Здесь же, на обложке – два красных слова: «новый супербестселлер». Не разделяя ажиотажа депутатов российской Госдумы, борющихся за очищение русского языка от иностранных слов – ибо в научной речи уже никак без них не обойтись – о бнаруживаем: российские издатели, еще не начав продавать (английское «to sell»), уже объявляют свой товар «ходовым» и кодируют сознание читателей на погоню за своей продукцией. Они не останавливаются на устоявшейся формуле, говорящей о наилучшей продаваемости/покупаемости (английское «best»), и еще на ранг повышают эмоциональный тонус восприятия товара (английское «super»).

Впрочем, если прокат северо- и южноамериканских телесериалов рождает издательский и покупательский бум; если исторические «сериалы» Э. Радзинского, рассказанные им по телевидению, раскупаются в бумажной версии вслед за демонстрацией на ТВ, как и роман В. Аксенова «Московская сага», скромно прошедший несколько лет назад журнальной публикацией, как «Дети Арбата» А. Рыбакова, впервые читанные в год, когда нынешние зрители популярного телепроекта «Дом-2» ходили в детский сад или вовсе не родились… Если все это так, то «super» и «best» можно отнести и к впервые публикуемому тексту лишь на основании массового внимания к кинофильму, сделанному на материале предшествующего романа этого автора.

Исходные данные ::
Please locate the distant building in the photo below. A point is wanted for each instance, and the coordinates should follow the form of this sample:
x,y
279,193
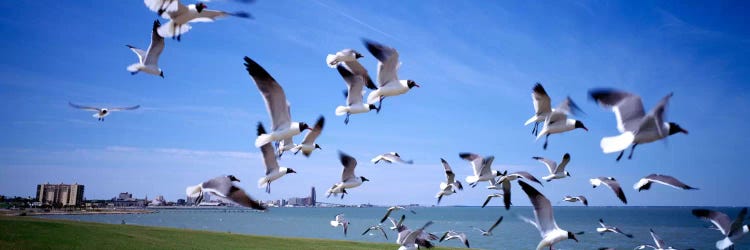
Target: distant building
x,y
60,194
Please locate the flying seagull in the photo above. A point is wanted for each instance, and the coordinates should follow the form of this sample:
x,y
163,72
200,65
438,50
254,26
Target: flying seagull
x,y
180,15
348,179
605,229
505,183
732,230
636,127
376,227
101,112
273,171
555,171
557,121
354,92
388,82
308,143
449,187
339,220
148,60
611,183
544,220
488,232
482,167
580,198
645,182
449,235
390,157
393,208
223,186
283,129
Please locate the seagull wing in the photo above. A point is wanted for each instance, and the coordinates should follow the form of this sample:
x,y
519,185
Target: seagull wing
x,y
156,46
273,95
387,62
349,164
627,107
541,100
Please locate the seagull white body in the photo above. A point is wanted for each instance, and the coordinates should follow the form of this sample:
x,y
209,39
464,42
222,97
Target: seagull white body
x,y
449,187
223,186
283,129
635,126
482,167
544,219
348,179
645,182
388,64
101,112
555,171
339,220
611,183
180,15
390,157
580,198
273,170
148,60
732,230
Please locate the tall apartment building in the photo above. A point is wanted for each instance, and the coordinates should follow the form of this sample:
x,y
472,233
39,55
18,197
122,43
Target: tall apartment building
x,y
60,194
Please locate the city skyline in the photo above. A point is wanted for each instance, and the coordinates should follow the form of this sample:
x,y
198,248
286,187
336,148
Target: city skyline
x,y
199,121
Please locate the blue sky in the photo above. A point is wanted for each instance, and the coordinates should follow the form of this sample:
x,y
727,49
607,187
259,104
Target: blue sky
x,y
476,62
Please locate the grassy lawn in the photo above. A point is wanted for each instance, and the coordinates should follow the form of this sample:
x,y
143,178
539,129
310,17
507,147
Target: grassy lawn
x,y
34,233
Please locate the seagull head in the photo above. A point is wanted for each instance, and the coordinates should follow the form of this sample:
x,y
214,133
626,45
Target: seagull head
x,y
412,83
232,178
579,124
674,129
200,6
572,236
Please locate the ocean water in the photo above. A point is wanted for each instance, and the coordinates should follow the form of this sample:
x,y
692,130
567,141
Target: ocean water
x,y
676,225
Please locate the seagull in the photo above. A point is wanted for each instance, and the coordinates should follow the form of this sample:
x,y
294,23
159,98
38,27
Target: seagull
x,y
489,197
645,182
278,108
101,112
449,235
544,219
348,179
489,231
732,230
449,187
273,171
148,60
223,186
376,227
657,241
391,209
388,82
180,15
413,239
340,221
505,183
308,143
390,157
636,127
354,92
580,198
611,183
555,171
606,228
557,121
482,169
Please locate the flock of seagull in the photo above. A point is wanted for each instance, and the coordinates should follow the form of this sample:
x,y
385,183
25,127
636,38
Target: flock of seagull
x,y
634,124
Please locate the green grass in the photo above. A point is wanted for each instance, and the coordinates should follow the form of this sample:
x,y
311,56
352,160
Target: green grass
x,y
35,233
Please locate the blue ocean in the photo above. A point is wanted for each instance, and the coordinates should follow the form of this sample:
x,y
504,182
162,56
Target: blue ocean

Что требуется :: Приведите фрагмент выбранного текста от «Впрочем, если прокат» до «романа этого автора.», заменив в нем «детский сад» на «ясли».

Ответ к упражнению ::
Впрочем, если прокат северо- и южноамериканских телесериалов рождает издательский и покупательский бум; если исторические «сериалы» Э. Радзинского, рассказанные им по телевидению, раскупаются в бумажной версии вслед за демонстрацией на ТВ, как и роман В. Аксенова «Московская сага», скромно прошедший несколько лет назад журнальной публикацией, как «Дети Арбата» А. Рыбакова, впервые читанные в год, когда нынешние зрители популярного телепроекта «Дом-2» ходили в ясли или вовсе не родились… Если все это так, то «super» и «best» можно отнести и к впервые публикуемому тексту лишь на основании массового внимания к кинофильму, сделанному на материале предшествующего романа этого автора.